**Stored items from a collection:**
◆ ◆ ◆

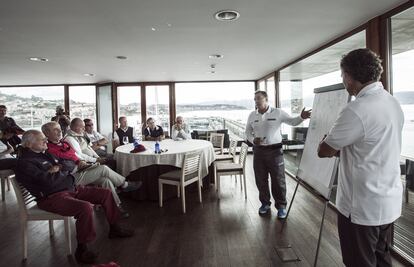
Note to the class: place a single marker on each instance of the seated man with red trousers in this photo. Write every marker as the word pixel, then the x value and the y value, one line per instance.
pixel 50 181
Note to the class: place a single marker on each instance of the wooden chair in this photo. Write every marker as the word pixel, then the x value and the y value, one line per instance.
pixel 189 173
pixel 217 139
pixel 409 178
pixel 231 156
pixel 232 168
pixel 30 212
pixel 4 177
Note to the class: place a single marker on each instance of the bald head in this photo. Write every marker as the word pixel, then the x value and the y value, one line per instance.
pixel 52 131
pixel 179 120
pixel 34 140
pixel 77 125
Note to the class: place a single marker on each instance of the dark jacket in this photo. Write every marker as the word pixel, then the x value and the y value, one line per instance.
pixel 129 133
pixel 32 173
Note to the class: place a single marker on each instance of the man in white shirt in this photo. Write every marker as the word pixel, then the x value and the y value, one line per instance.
pixel 263 130
pixel 98 141
pixel 367 135
pixel 180 130
pixel 123 132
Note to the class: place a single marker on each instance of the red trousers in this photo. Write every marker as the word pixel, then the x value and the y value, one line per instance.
pixel 80 205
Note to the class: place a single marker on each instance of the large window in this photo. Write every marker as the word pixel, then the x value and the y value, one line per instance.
pixel 31 107
pixel 216 105
pixel 82 102
pixel 297 83
pixel 129 105
pixel 402 44
pixel 158 107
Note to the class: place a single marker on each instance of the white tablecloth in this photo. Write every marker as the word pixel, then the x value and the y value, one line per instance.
pixel 127 162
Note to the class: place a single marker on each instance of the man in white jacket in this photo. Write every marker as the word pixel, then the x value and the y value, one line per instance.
pixel 180 130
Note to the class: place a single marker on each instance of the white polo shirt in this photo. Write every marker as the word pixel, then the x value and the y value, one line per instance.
pixel 268 125
pixel 368 135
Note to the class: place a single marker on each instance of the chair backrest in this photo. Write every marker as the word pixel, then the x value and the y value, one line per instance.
pixel 192 165
pixel 217 139
pixel 24 198
pixel 243 154
pixel 233 147
pixel 409 174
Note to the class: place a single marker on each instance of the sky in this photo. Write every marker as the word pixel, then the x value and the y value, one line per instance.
pixel 188 93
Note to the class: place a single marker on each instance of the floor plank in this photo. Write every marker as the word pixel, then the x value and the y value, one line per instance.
pixel 225 232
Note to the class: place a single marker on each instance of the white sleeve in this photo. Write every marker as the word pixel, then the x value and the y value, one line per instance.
pixel 100 136
pixel 115 136
pixel 174 133
pixel 186 132
pixel 75 145
pixel 347 130
pixel 249 128
pixel 286 118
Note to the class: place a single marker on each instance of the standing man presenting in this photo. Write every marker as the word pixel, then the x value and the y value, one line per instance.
pixel 367 134
pixel 263 130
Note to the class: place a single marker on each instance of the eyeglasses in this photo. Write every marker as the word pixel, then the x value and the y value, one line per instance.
pixel 65 147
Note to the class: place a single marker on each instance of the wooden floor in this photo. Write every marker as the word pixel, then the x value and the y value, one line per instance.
pixel 227 232
pixel 404 229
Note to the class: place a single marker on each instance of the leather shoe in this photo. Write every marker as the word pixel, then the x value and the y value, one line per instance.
pixel 132 186
pixel 117 231
pixel 124 213
pixel 85 256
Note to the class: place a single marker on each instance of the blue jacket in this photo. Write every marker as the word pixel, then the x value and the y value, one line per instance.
pixel 32 172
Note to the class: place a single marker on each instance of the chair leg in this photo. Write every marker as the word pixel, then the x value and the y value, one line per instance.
pixel 67 233
pixel 241 187
pixel 183 197
pixel 218 186
pixel 160 193
pixel 51 229
pixel 215 177
pixel 24 239
pixel 8 184
pixel 245 188
pixel 199 191
pixel 406 194
pixel 3 188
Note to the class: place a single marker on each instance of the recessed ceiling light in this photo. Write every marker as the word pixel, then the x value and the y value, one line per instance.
pixel 215 56
pixel 227 15
pixel 38 59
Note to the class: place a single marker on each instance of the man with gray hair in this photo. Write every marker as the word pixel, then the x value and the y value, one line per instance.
pixel 367 136
pixel 180 130
pixel 50 181
pixel 85 173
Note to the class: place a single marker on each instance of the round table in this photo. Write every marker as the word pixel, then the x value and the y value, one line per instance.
pixel 128 162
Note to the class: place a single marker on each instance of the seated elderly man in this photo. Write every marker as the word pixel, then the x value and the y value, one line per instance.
pixel 180 130
pixel 86 173
pixel 75 136
pixel 98 141
pixel 153 132
pixel 8 125
pixel 50 181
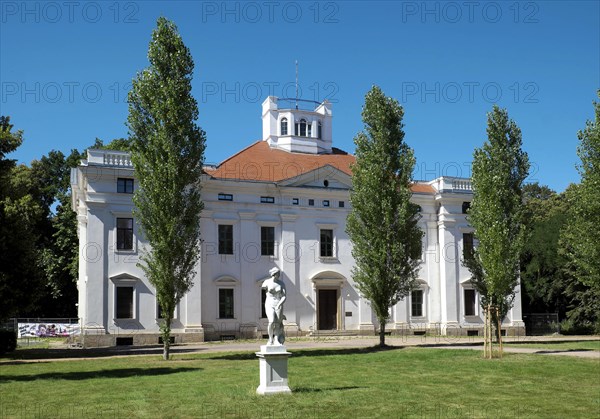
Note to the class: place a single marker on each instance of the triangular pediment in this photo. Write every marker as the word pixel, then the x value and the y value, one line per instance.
pixel 325 176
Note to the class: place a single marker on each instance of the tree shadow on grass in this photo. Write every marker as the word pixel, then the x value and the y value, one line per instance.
pixel 86 375
pixel 312 352
pixel 321 390
pixel 92 352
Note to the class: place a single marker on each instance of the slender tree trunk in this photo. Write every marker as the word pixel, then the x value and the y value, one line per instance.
pixel 499 330
pixel 166 335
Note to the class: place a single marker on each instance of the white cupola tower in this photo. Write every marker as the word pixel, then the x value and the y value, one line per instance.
pixel 290 126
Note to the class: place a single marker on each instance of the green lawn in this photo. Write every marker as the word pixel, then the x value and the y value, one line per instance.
pixel 410 382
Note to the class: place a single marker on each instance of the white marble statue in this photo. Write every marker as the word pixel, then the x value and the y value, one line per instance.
pixel 274 306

◆ ◆ ◆

**Written exercise:** Can you rewrite the listing from its start through the line with "pixel 32 173", swapping "in this photo" for "in this image" and leaving everything else as it is? Omit the pictures from your answer.

**The output:**
Note to the class: place a single marker on each instance of the seated man with red trousers in this image. Write every marker as the word pixel, then the x value and the y value, one line per instance.
pixel 50 181
Note to the class: place a single marker on each instance of the wooden chair in this image. Write every marker as the word pixel, then the x value and the y value, one line per instance.
pixel 189 173
pixel 217 139
pixel 409 178
pixel 231 156
pixel 232 168
pixel 30 212
pixel 4 177
Note to the class: place a single marker on each instance of the bald head in this image. Write every marker as the word pixel, then the x value and the y value, one line per instance.
pixel 52 131
pixel 179 120
pixel 34 140
pixel 77 125
Note to the class: place a single marker on each instance of the dark jacket in this image. Write every marker as the word pixel, then the x value and the y value, one line per instance.
pixel 129 133
pixel 32 173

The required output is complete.